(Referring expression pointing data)
• • • • • • •
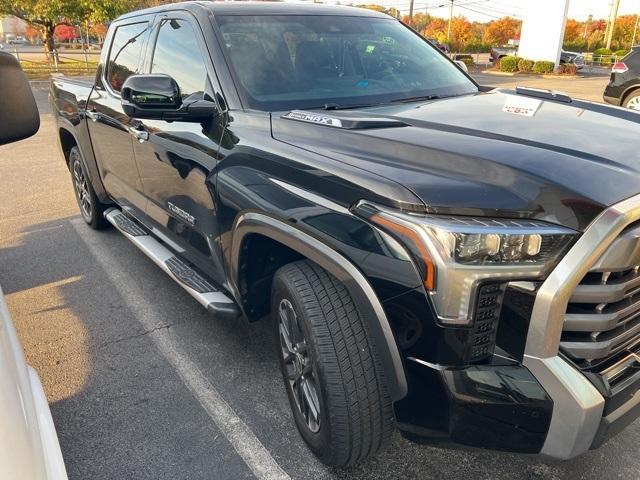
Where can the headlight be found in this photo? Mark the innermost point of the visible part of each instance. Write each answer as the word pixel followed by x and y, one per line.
pixel 458 254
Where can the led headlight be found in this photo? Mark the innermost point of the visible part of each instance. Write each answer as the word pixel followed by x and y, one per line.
pixel 457 254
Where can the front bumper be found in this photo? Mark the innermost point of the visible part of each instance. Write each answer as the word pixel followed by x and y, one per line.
pixel 499 406
pixel 541 402
pixel 612 100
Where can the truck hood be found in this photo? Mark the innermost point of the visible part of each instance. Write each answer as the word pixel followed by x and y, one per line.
pixel 493 154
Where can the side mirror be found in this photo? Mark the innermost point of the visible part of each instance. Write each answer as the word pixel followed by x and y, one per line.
pixel 157 97
pixel 19 117
pixel 462 66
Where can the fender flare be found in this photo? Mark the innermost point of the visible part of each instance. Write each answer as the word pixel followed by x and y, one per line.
pixel 361 291
pixel 90 165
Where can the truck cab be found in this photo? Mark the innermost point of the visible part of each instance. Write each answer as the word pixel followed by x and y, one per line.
• • • • • • •
→ **Task brief**
Copy each line of the records above exactly as written. Do not carry over any picture.

→ **Response box**
Where can the headlight be found in this photo? Mark the innermost point of the visible part of each instance. Write each answer as the word pixel followed by x and y, one per line.
pixel 458 254
Where can the led headlight be found in this photo? Mark the innermost point of the visible part of each instance. Write each answer as the word pixel followed by x and y, one per line.
pixel 457 254
Where can the front bumper be found in this photo? Mark the innermost point of the visible part of each instance. Write each answer as the word pixel followed by x and y, one per line.
pixel 499 406
pixel 541 402
pixel 612 100
Where can the truck hood be found in this photo? Mark the innermost point of the visible part of each instance. Write each answer as the word pixel followed by x and y, one per line.
pixel 493 154
Where can the side mirror be found in this photo? Mark the innermost point of the visible part of each instance. Write each answer as the word pixel followed by x and y, one per line.
pixel 157 97
pixel 19 117
pixel 462 66
Where can the fender flare be found in this photo? Mark the innermost point of the visible part of each instance. Write each answer as the word pixel followed by x and y, one per line.
pixel 361 291
pixel 90 165
Where can the truck cab be found in this photo? Mark the innermost point of the visible part of each instance. Write each answer as the word pixel followed by x and y, one per line.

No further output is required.